++++ Gekozen fragment

Om te onderzoeken of Kees iets met de moord te maken had, had men in eerste instantie te rade kunnen gaan bij de enige getuige, het jongetje. Had hij de moordenaar zien staan toen hij uit de bosjes kwam? Herkende hij Kees als de moordenaar? Het OM was echter van mening dat zulke confronterende vragen te belastend zouden zijn voor de jeugdige getuige. Maar zo bleef wel een simpele manier liggen om een ontlastende verklaring te verkrijgen. Wellicht hield de officier niet van potentieel ontlastend onderzoek. Hij weigerde ook twee onderzoeksvoorstellen die door de advocaat van Kees werden gedaan. Uiteraard kunnen niet alle denkbare alternatieve scenario’s diepgaand onderzocht worden. Ze moeten wel enige a priori waarschijnlijkheid bezitten, maar dat was hier zeker het geval.

++++++++
++++ Gegevens

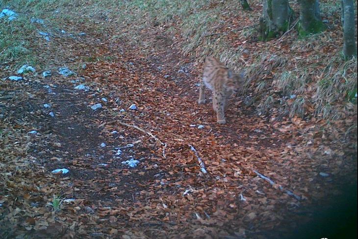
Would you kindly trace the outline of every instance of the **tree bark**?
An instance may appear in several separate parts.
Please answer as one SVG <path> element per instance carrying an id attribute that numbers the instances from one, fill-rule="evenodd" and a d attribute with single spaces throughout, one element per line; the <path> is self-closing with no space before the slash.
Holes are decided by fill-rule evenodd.
<path id="1" fill-rule="evenodd" d="M 343 0 L 343 54 L 346 57 L 357 56 L 355 6 L 353 0 Z"/>
<path id="2" fill-rule="evenodd" d="M 319 8 L 319 1 L 318 1 L 318 0 L 316 0 L 316 1 L 314 2 L 314 17 L 316 18 L 316 19 L 318 19 L 319 21 L 322 20 L 321 18 L 321 10 Z"/>
<path id="3" fill-rule="evenodd" d="M 275 37 L 287 31 L 291 12 L 288 0 L 263 0 L 262 40 Z"/>
<path id="4" fill-rule="evenodd" d="M 300 0 L 300 29 L 301 36 L 316 33 L 326 30 L 326 26 L 321 21 L 318 0 Z"/>

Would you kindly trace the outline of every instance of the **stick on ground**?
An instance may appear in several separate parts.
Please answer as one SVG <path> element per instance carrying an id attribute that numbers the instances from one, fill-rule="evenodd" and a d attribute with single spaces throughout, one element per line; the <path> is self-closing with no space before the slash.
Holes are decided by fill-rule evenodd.
<path id="1" fill-rule="evenodd" d="M 162 146 L 163 146 L 163 157 L 164 159 L 166 159 L 166 157 L 165 157 L 165 148 L 166 148 L 166 147 L 167 147 L 167 144 L 163 143 L 162 141 L 161 141 L 158 138 L 155 137 L 151 133 L 147 132 L 147 131 L 145 131 L 144 130 L 140 128 L 138 126 L 136 126 L 133 125 L 128 125 L 128 124 L 126 124 L 125 123 L 121 122 L 120 121 L 118 121 L 118 123 L 122 125 L 124 125 L 125 126 L 127 126 L 128 127 L 131 127 L 133 129 L 135 129 L 136 130 L 138 130 L 138 131 L 140 131 L 141 132 L 142 132 L 144 133 L 146 133 L 148 135 L 149 135 L 149 136 L 150 136 L 151 137 L 152 137 L 152 138 L 153 138 L 155 141 L 159 142 L 160 143 L 160 144 L 161 144 Z"/>
<path id="2" fill-rule="evenodd" d="M 204 162 L 203 161 L 202 158 L 200 158 L 200 156 L 199 156 L 199 154 L 198 153 L 198 151 L 197 151 L 195 149 L 195 148 L 194 148 L 192 146 L 190 145 L 190 144 L 188 144 L 188 145 L 190 148 L 191 151 L 193 151 L 195 154 L 195 156 L 196 156 L 196 158 L 198 159 L 198 161 L 199 162 L 199 165 L 200 165 L 200 170 L 202 171 L 202 172 L 203 172 L 203 173 L 207 173 L 206 169 L 205 169 L 205 164 L 204 164 Z"/>
<path id="3" fill-rule="evenodd" d="M 261 174 L 260 173 L 259 173 L 257 171 L 256 171 L 256 170 L 253 170 L 253 171 L 254 171 L 254 172 L 255 173 L 256 175 L 257 175 L 258 177 L 259 177 L 261 179 L 264 179 L 265 181 L 266 181 L 267 182 L 269 182 L 269 183 L 270 184 L 271 184 L 271 185 L 272 185 L 273 186 L 276 184 L 275 183 L 275 182 L 274 181 L 273 181 L 272 180 L 270 179 L 269 178 L 266 177 L 264 175 Z M 283 187 L 282 186 L 281 186 L 281 185 L 279 186 L 279 189 L 280 189 L 280 190 L 281 190 L 281 191 L 282 191 L 285 192 L 286 193 L 289 195 L 290 196 L 294 196 L 298 200 L 299 200 L 301 199 L 301 197 L 296 195 L 295 194 L 294 194 L 294 193 L 293 193 L 289 190 L 287 190 L 287 189 L 284 189 Z"/>

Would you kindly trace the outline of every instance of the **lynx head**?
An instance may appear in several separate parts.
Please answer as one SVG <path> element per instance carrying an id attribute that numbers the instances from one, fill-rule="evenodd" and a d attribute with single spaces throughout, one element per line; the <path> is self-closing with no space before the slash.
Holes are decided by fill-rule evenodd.
<path id="1" fill-rule="evenodd" d="M 239 74 L 228 71 L 228 80 L 225 84 L 228 89 L 237 93 L 245 84 L 245 73 L 243 71 Z"/>

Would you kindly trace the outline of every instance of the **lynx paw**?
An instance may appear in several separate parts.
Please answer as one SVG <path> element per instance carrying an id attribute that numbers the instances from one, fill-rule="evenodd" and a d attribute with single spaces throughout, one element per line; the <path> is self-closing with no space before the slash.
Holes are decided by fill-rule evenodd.
<path id="1" fill-rule="evenodd" d="M 223 125 L 224 124 L 226 124 L 226 120 L 225 120 L 225 119 L 218 120 L 218 124 L 220 124 L 221 125 Z"/>
<path id="2" fill-rule="evenodd" d="M 198 104 L 204 104 L 205 103 L 205 100 L 199 100 L 198 101 Z"/>

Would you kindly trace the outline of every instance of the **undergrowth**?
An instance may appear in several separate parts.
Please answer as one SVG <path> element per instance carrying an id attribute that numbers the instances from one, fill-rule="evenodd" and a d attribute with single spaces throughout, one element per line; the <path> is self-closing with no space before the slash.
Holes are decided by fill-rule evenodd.
<path id="1" fill-rule="evenodd" d="M 357 62 L 341 56 L 339 4 L 332 0 L 321 4 L 331 30 L 299 39 L 293 29 L 283 37 L 283 42 L 289 39 L 284 43 L 287 47 L 275 39 L 256 43 L 260 3 L 253 1 L 250 4 L 256 9 L 246 11 L 233 0 L 0 0 L 2 8 L 13 7 L 57 24 L 98 21 L 101 24 L 93 27 L 99 34 L 114 24 L 118 31 L 112 32 L 111 40 L 129 39 L 146 49 L 144 53 L 156 47 L 147 32 L 157 31 L 198 65 L 212 55 L 235 71 L 244 69 L 245 93 L 255 98 L 261 113 L 281 107 L 291 116 L 338 119 L 354 111 Z M 11 23 L 0 20 L 0 31 L 5 36 L 0 39 L 1 61 L 35 60 L 29 40 L 23 37 L 34 30 L 26 23 L 28 14 L 25 16 Z"/>

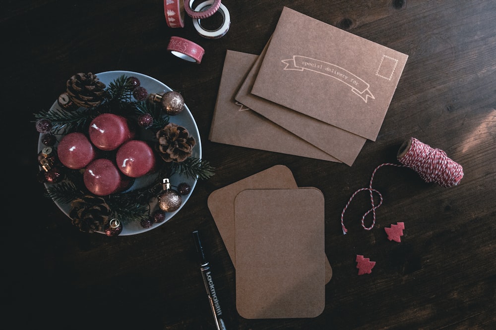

++++++++

▶ _Opdrachtdoel_
Geef letterlijk het deel van het fragment over de zaak-Kees weer dat begint met de woorden waarin "Om te onderzoeken" staat en eindigt met "zeker het geval.". Baseer je uitsluitend op het fragment.

▶ _Uitwerking_
Om te onderzoeken of Kees iets met de moord te maken had, had men in eerste instantie te rade kunnen gaan bij de enige getuige, het jongetje. Had hij de moordenaar zien staan toen hij uit de bosjes kwam? Herkende hij Kees als de moordenaar? Het OM was echter van mening dat zulke confronterende vragen te belastend zouden zijn voor de jeugdige getuige. Maar zo bleef wel een simpele manier liggen om een ontlastende verklaring te verkrijgen. Wellicht hield de officier niet van potentieel ontlastend onderzoek. Hij weigerde ook twee onderzoeksvoorstellen die door de advocaat van Kees werden gedaan. Uiteraard kunnen niet alle denkbare alternatieve scenario’s diepgaand onderzocht worden. Ze moeten wel enige a priori waarschijnlijkheid bezitten, maar dat was hier zeker het geval.